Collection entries
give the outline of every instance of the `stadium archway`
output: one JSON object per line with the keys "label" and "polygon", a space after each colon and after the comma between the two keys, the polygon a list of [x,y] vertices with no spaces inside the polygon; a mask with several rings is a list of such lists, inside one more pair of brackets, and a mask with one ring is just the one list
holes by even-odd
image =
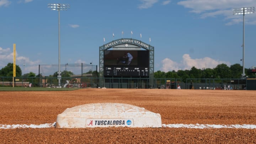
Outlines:
{"label": "stadium archway", "polygon": [[[121,38],[99,49],[100,86],[149,88],[153,85],[154,47],[136,39]],[[133,56],[131,61],[128,53]],[[138,87],[138,83],[143,84]]]}

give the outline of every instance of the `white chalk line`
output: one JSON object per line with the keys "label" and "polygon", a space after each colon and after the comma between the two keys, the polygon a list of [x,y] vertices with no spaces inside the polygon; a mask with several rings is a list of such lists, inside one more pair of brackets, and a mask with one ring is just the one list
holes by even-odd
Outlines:
{"label": "white chalk line", "polygon": [[[0,129],[15,129],[17,128],[50,128],[54,127],[56,122],[51,123],[45,123],[39,125],[31,124],[0,124]],[[209,129],[209,128],[245,128],[253,129],[256,128],[256,125],[254,124],[203,124],[197,123],[193,124],[162,124],[163,127],[170,128],[188,128],[198,129]]]}

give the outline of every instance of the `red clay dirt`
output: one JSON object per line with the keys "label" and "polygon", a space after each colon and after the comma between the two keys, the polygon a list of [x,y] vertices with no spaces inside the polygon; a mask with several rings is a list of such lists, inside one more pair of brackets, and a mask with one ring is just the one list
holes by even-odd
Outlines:
{"label": "red clay dirt", "polygon": [[[165,124],[256,124],[255,91],[81,89],[0,92],[0,124],[53,123],[66,108],[113,102],[160,113]],[[0,129],[0,143],[255,143],[256,129]]]}

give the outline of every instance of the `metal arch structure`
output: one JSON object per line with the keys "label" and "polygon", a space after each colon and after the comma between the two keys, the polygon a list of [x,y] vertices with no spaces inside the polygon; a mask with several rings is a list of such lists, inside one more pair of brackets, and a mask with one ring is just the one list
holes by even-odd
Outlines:
{"label": "metal arch structure", "polygon": [[[112,41],[108,43],[101,46],[99,47],[99,71],[100,85],[101,87],[105,85],[104,83],[104,51],[111,48],[117,47],[119,46],[122,46],[128,44],[132,47],[126,48],[129,50],[134,48],[144,48],[149,52],[149,79],[150,84],[153,85],[154,84],[154,47],[150,44],[144,42],[140,40],[131,38],[122,38]],[[134,47],[133,47],[133,46]]]}

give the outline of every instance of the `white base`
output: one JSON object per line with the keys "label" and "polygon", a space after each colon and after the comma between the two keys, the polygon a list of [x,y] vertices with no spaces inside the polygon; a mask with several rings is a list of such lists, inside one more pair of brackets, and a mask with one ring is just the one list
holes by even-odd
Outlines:
{"label": "white base", "polygon": [[67,108],[58,114],[56,128],[162,127],[161,116],[124,103],[95,103]]}

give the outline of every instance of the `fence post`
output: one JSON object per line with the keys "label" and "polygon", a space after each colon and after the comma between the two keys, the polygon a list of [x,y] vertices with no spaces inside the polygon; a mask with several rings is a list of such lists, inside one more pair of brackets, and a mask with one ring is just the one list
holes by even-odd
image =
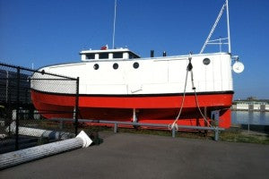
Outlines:
{"label": "fence post", "polygon": [[80,88],[80,77],[76,78],[76,94],[75,94],[75,115],[74,115],[74,133],[78,134],[78,113],[79,113],[79,89]]}
{"label": "fence post", "polygon": [[15,132],[15,149],[19,149],[19,117],[20,117],[20,66],[17,67],[17,101],[16,101],[16,132]]}

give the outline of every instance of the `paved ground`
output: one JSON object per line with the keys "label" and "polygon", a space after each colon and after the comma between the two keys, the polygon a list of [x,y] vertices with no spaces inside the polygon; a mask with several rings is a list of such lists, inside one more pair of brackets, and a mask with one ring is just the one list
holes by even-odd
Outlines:
{"label": "paved ground", "polygon": [[100,146],[7,168],[0,178],[268,178],[268,145],[102,135]]}

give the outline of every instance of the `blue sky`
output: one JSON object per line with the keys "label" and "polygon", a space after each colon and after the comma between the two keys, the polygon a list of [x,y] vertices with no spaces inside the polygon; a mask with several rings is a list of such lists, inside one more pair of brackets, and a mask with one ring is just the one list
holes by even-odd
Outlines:
{"label": "blue sky", "polygon": [[[117,0],[116,47],[142,56],[199,53],[224,0]],[[269,1],[230,0],[234,98],[269,98]],[[79,51],[112,46],[114,0],[0,0],[0,61],[35,68],[78,62]],[[213,38],[227,37],[222,16]],[[223,47],[223,50],[227,47]],[[210,46],[205,52],[217,52]]]}

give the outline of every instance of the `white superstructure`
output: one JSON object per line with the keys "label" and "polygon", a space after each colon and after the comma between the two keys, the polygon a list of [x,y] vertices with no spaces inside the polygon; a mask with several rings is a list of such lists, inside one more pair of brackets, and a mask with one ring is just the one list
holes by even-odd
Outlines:
{"label": "white superstructure", "polygon": [[[51,65],[39,71],[80,77],[80,94],[182,93],[191,57],[196,92],[233,90],[231,58],[227,53],[140,58],[129,49],[120,48],[84,50],[81,55],[81,63]],[[66,93],[51,86],[50,92]],[[41,90],[42,86],[39,88],[37,81],[32,88]],[[190,76],[186,92],[193,92]]]}

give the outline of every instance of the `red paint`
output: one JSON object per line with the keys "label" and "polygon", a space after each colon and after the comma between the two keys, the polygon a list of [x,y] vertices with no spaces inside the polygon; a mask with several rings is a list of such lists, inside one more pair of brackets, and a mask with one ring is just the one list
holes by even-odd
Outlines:
{"label": "red paint", "polygon": [[[74,96],[40,93],[31,91],[34,106],[39,111],[62,111],[62,114],[44,114],[47,118],[73,117],[75,104]],[[91,97],[79,98],[79,118],[132,121],[133,108],[136,109],[139,123],[172,124],[176,118],[182,101],[182,96],[154,97]],[[204,113],[221,109],[220,126],[230,126],[230,109],[232,94],[206,94],[197,96],[199,107]],[[186,96],[182,115],[178,124],[201,125],[206,124],[202,118],[194,95]]]}

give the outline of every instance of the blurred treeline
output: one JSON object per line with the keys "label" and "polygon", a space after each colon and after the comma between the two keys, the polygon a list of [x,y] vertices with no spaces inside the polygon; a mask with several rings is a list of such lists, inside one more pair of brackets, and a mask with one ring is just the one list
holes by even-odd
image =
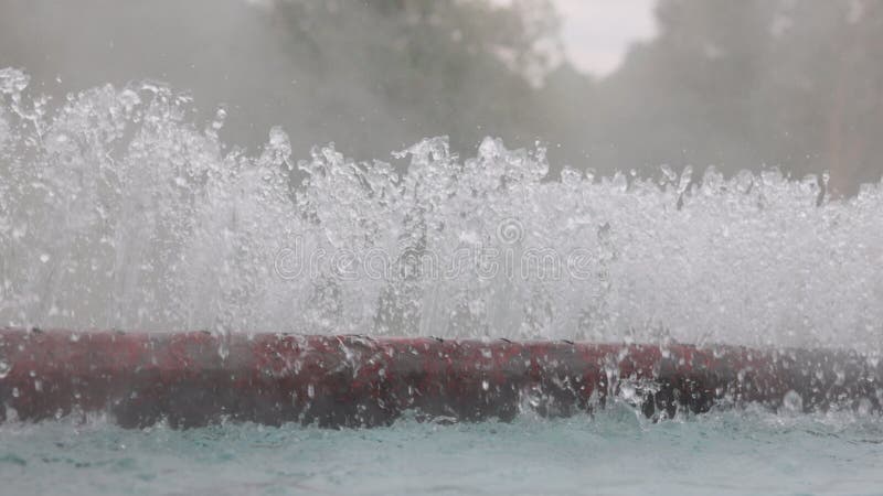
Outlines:
{"label": "blurred treeline", "polygon": [[281,125],[298,157],[336,141],[385,159],[438,134],[470,154],[499,136],[546,143],[553,171],[879,180],[883,2],[660,0],[656,18],[599,78],[564,58],[551,0],[7,0],[0,66],[60,76],[49,91],[168,80],[206,112],[226,103],[228,141]]}

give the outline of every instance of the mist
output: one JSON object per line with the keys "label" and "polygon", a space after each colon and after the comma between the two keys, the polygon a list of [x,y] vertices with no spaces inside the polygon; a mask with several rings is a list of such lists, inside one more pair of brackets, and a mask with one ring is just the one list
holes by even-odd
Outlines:
{"label": "mist", "polygon": [[225,141],[255,148],[278,125],[297,158],[334,142],[386,160],[433,136],[472,153],[492,136],[546,147],[552,177],[780,168],[830,171],[847,194],[880,180],[883,6],[662,0],[652,15],[655,35],[593,75],[566,56],[581,47],[554,2],[10,0],[0,66],[56,100],[164,82],[206,121],[224,108]]}

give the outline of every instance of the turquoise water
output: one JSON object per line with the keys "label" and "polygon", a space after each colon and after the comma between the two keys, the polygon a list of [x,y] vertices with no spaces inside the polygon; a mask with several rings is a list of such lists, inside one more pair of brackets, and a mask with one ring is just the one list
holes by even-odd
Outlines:
{"label": "turquoise water", "polygon": [[883,421],[712,412],[322,430],[0,427],[4,494],[883,494]]}

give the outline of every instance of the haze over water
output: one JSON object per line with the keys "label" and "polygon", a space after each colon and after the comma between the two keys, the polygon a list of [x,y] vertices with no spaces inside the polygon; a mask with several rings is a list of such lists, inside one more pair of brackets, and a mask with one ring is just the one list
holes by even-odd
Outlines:
{"label": "haze over water", "polygon": [[7,68],[0,94],[4,325],[883,344],[880,184],[552,177],[492,138],[354,161],[273,128],[249,152],[156,83],[55,103]]}

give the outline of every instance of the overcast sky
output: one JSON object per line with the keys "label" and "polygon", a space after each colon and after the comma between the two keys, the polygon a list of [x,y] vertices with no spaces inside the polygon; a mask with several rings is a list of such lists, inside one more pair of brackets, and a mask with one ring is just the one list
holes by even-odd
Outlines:
{"label": "overcast sky", "polygon": [[578,69],[603,76],[617,68],[638,40],[656,34],[655,0],[553,0],[564,48]]}

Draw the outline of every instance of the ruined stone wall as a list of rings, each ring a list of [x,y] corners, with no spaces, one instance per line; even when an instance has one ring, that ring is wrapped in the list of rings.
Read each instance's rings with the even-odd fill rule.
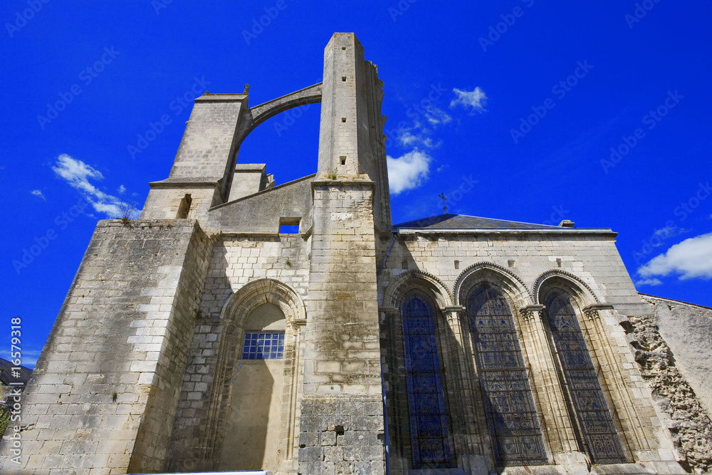
[[[231,381],[236,370],[234,352],[241,348],[239,332],[229,333],[231,315],[223,315],[229,300],[248,282],[278,281],[306,298],[309,282],[310,241],[297,234],[278,236],[221,238],[215,245],[200,303],[190,357],[184,376],[166,469],[189,471],[216,469],[222,448],[228,408],[220,401],[231,398]],[[226,320],[223,319],[223,316]],[[232,335],[233,336],[230,336]],[[295,360],[298,335],[286,343],[284,359]],[[285,365],[283,394],[298,390],[294,369]],[[289,386],[288,388],[286,387]],[[298,396],[298,395],[296,395]],[[288,402],[287,403],[288,406]],[[289,408],[286,408],[289,412]],[[284,420],[298,427],[298,409]],[[293,433],[281,443],[288,446],[285,458],[296,445]],[[236,467],[239,468],[239,467]]]
[[[476,264],[483,268],[490,266],[492,271],[487,274],[487,278],[496,282],[508,281],[508,298],[515,315],[524,310],[522,308],[531,306],[522,314],[523,318],[518,317],[517,325],[523,351],[530,363],[530,378],[538,412],[544,419],[547,451],[553,454],[554,462],[575,471],[582,469],[580,464],[584,460],[576,459],[575,454],[581,453],[584,448],[577,442],[577,437],[572,432],[572,422],[567,415],[565,397],[562,399],[561,383],[553,366],[550,343],[548,342],[550,336],[547,336],[548,324],[543,320],[545,317],[542,309],[533,305],[540,303],[536,292],[542,276],[559,273],[580,288],[582,296],[587,296],[584,298],[585,302],[580,305],[580,323],[593,363],[600,368],[600,379],[625,451],[635,461],[659,473],[681,473],[672,441],[658,419],[650,390],[641,376],[623,328],[619,324],[625,320],[625,315],[649,314],[651,309],[635,291],[615,248],[612,234],[555,235],[506,231],[481,234],[476,231],[457,234],[402,232],[379,280],[382,310],[387,315],[398,305],[397,301],[384,300],[392,281],[398,282],[407,273],[419,271],[427,279],[436,282],[434,289],[436,288],[436,293],[441,294],[448,302],[440,304],[441,310],[446,310],[448,330],[458,337],[462,332],[458,324],[461,317],[452,314],[461,311],[459,306],[465,305],[461,300],[464,296],[457,295],[459,286],[467,281],[468,277],[465,273]],[[583,311],[586,306],[592,304],[601,306],[600,308]],[[604,304],[612,306],[612,309]],[[447,306],[452,307],[446,308]],[[461,346],[464,343],[466,342],[464,341]],[[459,353],[462,353],[461,348]],[[460,367],[465,367],[466,364],[466,361],[461,362]],[[449,377],[454,385],[459,385],[466,390],[468,385],[472,385],[473,394],[479,394],[476,382],[473,382],[473,375],[466,371],[454,371]],[[461,404],[469,403],[466,401]],[[458,407],[454,414],[468,412],[468,409]],[[459,445],[460,450],[465,455],[487,455],[490,450],[486,448],[488,442],[486,437],[482,437],[482,428],[486,427],[486,422],[483,416],[477,419],[476,407],[469,412],[476,414],[475,425],[479,429],[470,427],[471,424],[468,426],[470,432],[464,433]],[[481,409],[479,415],[481,412]],[[460,454],[457,454],[459,457]],[[637,469],[644,470],[639,466]]]
[[[194,221],[99,222],[23,397],[22,464],[3,447],[3,473],[159,468],[210,246]]]
[[[299,439],[303,474],[382,474],[372,185],[314,183]]]
[[[642,295],[652,304],[654,323],[673,362],[712,415],[712,308]]]
[[[652,390],[664,424],[672,434],[681,464],[693,473],[712,473],[712,421],[702,403],[709,397],[709,390],[699,380],[696,380],[696,387],[693,386],[682,369],[691,368],[688,374],[699,377],[694,370],[709,364],[705,356],[710,340],[700,345],[699,338],[709,331],[708,323],[705,323],[712,310],[649,296],[644,298],[654,304],[655,315],[629,318],[627,338],[635,360]],[[671,313],[674,316],[666,318]],[[663,328],[671,337],[669,342],[663,338]],[[689,338],[689,348],[683,348],[685,343],[676,338],[682,332]],[[683,350],[684,356],[671,350],[671,345]],[[696,351],[698,355],[690,357],[691,352]]]

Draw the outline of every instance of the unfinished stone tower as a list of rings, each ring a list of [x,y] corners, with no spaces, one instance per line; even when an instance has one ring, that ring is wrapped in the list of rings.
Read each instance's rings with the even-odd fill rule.
[[[615,233],[392,226],[382,85],[340,33],[323,83],[195,100],[140,219],[99,222],[3,473],[685,473],[627,340],[652,308]],[[239,163],[315,103],[315,174]]]

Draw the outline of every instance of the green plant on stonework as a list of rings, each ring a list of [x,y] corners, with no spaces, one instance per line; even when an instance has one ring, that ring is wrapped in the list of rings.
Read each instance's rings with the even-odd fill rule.
[[[0,407],[0,437],[5,435],[7,424],[10,422],[10,408]]]

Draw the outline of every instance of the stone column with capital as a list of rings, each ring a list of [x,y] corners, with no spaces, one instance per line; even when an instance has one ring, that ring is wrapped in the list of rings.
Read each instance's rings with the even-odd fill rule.
[[[580,452],[577,438],[575,432],[575,422],[571,420],[571,412],[567,398],[562,390],[562,375],[554,363],[556,347],[550,344],[542,319],[545,318],[544,306],[530,305],[523,307],[519,313],[524,321],[524,327],[530,341],[524,345],[525,350],[532,365],[530,377],[534,379],[533,389],[539,403],[542,414],[542,429],[548,441],[555,462],[562,456],[570,459],[563,454]]]

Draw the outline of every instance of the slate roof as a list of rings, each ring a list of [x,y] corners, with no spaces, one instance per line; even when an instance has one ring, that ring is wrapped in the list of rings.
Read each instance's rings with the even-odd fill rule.
[[[558,226],[480,218],[466,214],[439,214],[394,224],[398,229],[566,229]]]
[[[27,384],[32,376],[32,370],[21,366],[19,377],[14,377],[12,375],[12,368],[15,365],[12,362],[0,358],[0,384],[3,386],[9,386],[11,382],[23,382],[23,386]]]

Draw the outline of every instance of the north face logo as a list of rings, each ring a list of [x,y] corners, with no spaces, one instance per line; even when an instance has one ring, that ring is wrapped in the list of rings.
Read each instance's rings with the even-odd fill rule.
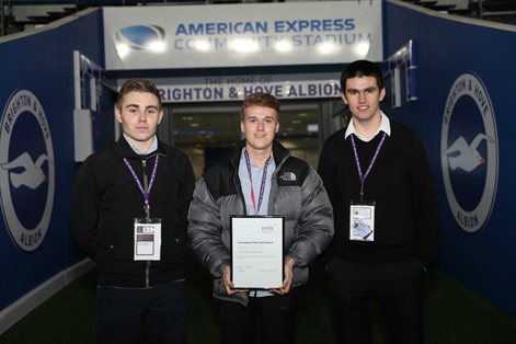
[[[294,172],[283,172],[283,174],[279,175],[279,179],[285,182],[295,182],[296,174],[294,174]]]

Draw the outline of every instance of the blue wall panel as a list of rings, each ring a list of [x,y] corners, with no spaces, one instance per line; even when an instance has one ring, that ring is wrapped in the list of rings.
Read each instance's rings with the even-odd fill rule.
[[[72,50],[79,49],[93,60],[102,60],[102,45],[99,44],[101,31],[101,14],[96,11],[56,28],[0,42],[0,74],[2,76],[0,111],[3,114],[11,95],[19,94],[16,90],[28,90],[34,94],[46,116],[54,151],[53,161],[45,162],[43,170],[48,171],[49,164],[53,164],[55,171],[50,221],[46,234],[35,250],[26,251],[15,244],[8,226],[3,220],[0,221],[0,270],[4,276],[1,282],[0,309],[4,309],[82,257],[72,244],[67,229],[69,199],[77,170],[77,164],[73,162]],[[9,144],[11,150],[21,147],[21,151],[26,150],[31,153],[30,142],[38,135],[43,136],[39,130],[34,133],[28,129],[21,130],[24,125],[22,121],[31,122],[31,118],[35,118],[30,113],[30,111],[24,111],[16,116],[18,119],[13,124],[16,130],[12,130]],[[33,122],[37,123],[35,119]],[[3,131],[2,135],[4,135]],[[18,154],[16,152],[7,157],[9,153],[5,146],[0,147],[2,162],[11,161]],[[32,158],[35,160],[35,157]],[[20,172],[20,169],[11,170],[10,174],[5,174],[5,171],[2,173],[11,176],[15,172]],[[47,181],[47,184],[49,185],[50,182]],[[47,186],[43,183],[39,187]],[[18,188],[11,185],[10,190],[12,195],[24,193],[25,202],[30,202],[33,193],[37,191],[37,188],[31,191],[25,185]],[[5,187],[2,193],[5,193]],[[3,202],[5,203],[4,199]],[[21,215],[22,206],[16,206],[14,213],[20,213],[18,214],[20,218],[30,218],[41,215],[43,210],[39,207],[41,202],[35,204],[34,209],[25,209],[25,213]]]
[[[386,56],[414,39],[418,100],[403,103],[397,110],[389,108],[388,100],[385,106],[394,119],[420,133],[429,154],[440,199],[438,270],[516,317],[516,230],[512,221],[516,210],[513,202],[516,192],[516,30],[481,25],[480,22],[466,23],[451,18],[386,2]],[[448,206],[442,168],[445,106],[451,85],[463,73],[472,73],[483,82],[491,98],[497,128],[498,169],[494,207],[485,225],[474,232],[465,231],[456,222]],[[456,116],[455,111],[452,116]],[[472,116],[458,130],[466,137],[482,128]],[[463,182],[468,183],[466,179],[465,174]],[[456,184],[452,184],[454,188]],[[467,187],[471,191],[478,185],[470,183]]]

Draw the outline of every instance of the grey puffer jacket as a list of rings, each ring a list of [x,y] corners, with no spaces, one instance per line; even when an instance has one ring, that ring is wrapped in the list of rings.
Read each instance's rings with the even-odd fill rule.
[[[188,211],[188,238],[196,256],[214,276],[214,296],[246,306],[245,293],[229,296],[221,280],[225,265],[230,265],[230,217],[245,215],[238,175],[239,142],[231,158],[206,173],[195,187]],[[268,214],[285,217],[285,256],[295,260],[293,287],[308,282],[308,264],[333,238],[333,213],[318,173],[305,161],[294,158],[274,141],[276,170],[272,176]]]

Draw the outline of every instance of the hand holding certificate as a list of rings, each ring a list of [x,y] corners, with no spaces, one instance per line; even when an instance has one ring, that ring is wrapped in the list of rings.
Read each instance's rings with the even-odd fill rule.
[[[231,217],[231,279],[238,289],[280,289],[284,217]]]

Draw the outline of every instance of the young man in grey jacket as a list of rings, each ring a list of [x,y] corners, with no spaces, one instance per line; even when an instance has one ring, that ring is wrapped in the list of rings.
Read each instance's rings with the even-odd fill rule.
[[[273,95],[245,98],[240,124],[244,140],[197,182],[188,211],[192,248],[214,276],[225,344],[253,342],[257,318],[264,343],[294,343],[297,287],[308,282],[308,265],[333,237],[332,207],[321,179],[275,140],[278,113]],[[244,289],[231,280],[234,215],[284,217],[284,278],[278,288]]]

[Work instructions]
Only the lines from the one containing "Draw the outline of every instance of the grey" to the end of the records should be repeated, exactly as they appear.

[Answer to this exercise]
Draw the outline of every instance of the grey puffer jacket as a list of rings, each ring a list of [x,y] corners, with no spaces, one instance per line; even when an instance has one ring, that ring is wrapped in the list of rings.
Read each instance's rings with the even-odd fill rule.
[[[188,211],[188,238],[196,256],[214,276],[214,296],[246,306],[245,293],[229,296],[221,280],[225,265],[230,265],[230,217],[245,215],[238,175],[239,142],[231,158],[206,173],[195,187]],[[268,214],[285,217],[285,256],[295,260],[293,287],[308,282],[308,264],[333,238],[333,213],[318,173],[305,161],[294,158],[274,141],[276,170],[272,176]]]

Draw the outline of every instance of the hand holding certificate as a list of rings, each ring a list of [x,y] corners, with no spaces, one instance per line; even when an instance has one ring, that ring is wrapped in the list of rings.
Read each instance's rings with the even-odd fill rule.
[[[231,217],[231,279],[238,289],[280,289],[284,217]]]

Draw the outline of every instance of the young man in grey jacket as a list of rings, each ring a list of [x,y] corners, with no spaces, one instance per line; even when an instance has one ring, that ring is wrapped in the list of rings.
Read each instance's rings with the even-odd fill rule.
[[[273,95],[245,98],[240,124],[244,140],[197,182],[188,211],[192,248],[214,276],[225,344],[253,342],[257,318],[264,343],[294,343],[297,287],[308,282],[308,265],[333,237],[332,207],[321,179],[275,140],[278,113]],[[244,289],[231,280],[234,215],[284,217],[284,278],[278,288]]]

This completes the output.